When a line in the entries below contains the word "bark", copy that line.

* * * * * * * * *

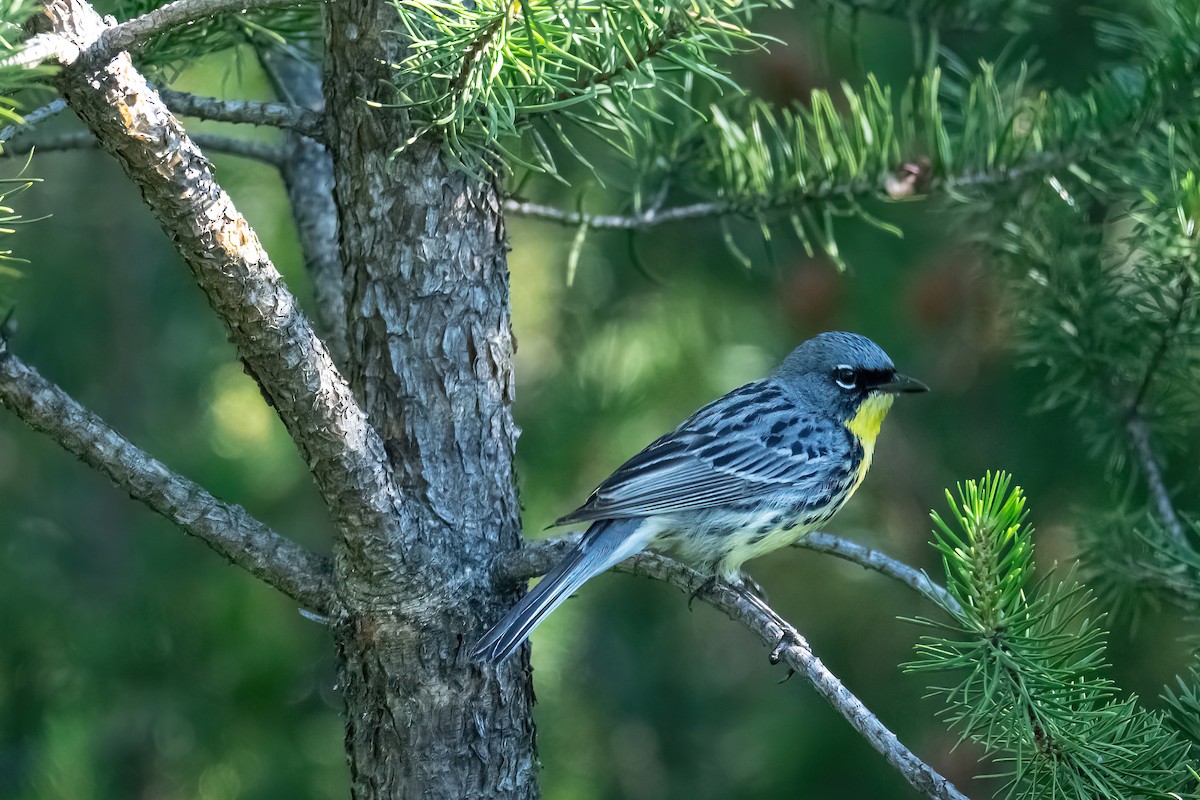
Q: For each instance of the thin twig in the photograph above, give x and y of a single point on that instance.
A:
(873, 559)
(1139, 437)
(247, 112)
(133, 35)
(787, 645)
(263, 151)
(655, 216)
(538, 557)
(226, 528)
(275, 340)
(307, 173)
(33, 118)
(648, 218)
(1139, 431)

* * * * * * * * *

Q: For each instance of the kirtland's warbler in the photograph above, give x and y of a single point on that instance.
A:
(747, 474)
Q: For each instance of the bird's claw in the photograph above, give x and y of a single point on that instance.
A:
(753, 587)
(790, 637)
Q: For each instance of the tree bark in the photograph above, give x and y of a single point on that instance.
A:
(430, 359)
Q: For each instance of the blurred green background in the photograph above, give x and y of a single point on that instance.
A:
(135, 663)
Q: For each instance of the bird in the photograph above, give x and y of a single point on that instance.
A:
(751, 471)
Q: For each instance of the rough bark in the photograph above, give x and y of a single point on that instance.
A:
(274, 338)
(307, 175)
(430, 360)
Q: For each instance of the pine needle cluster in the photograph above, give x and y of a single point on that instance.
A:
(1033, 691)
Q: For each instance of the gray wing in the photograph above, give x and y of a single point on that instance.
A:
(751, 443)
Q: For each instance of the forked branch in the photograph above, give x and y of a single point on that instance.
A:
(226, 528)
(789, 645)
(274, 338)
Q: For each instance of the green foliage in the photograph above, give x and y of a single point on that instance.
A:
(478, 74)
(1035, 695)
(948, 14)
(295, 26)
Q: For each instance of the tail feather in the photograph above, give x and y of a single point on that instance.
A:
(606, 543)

* * * * * * * * *

Task response ▸
Q: For each instance of the tree bark in the photograph above, give x and y of a single point on that instance.
Q: For each instance of the rough bark in the photograph above, give x and y of a single point on that instance.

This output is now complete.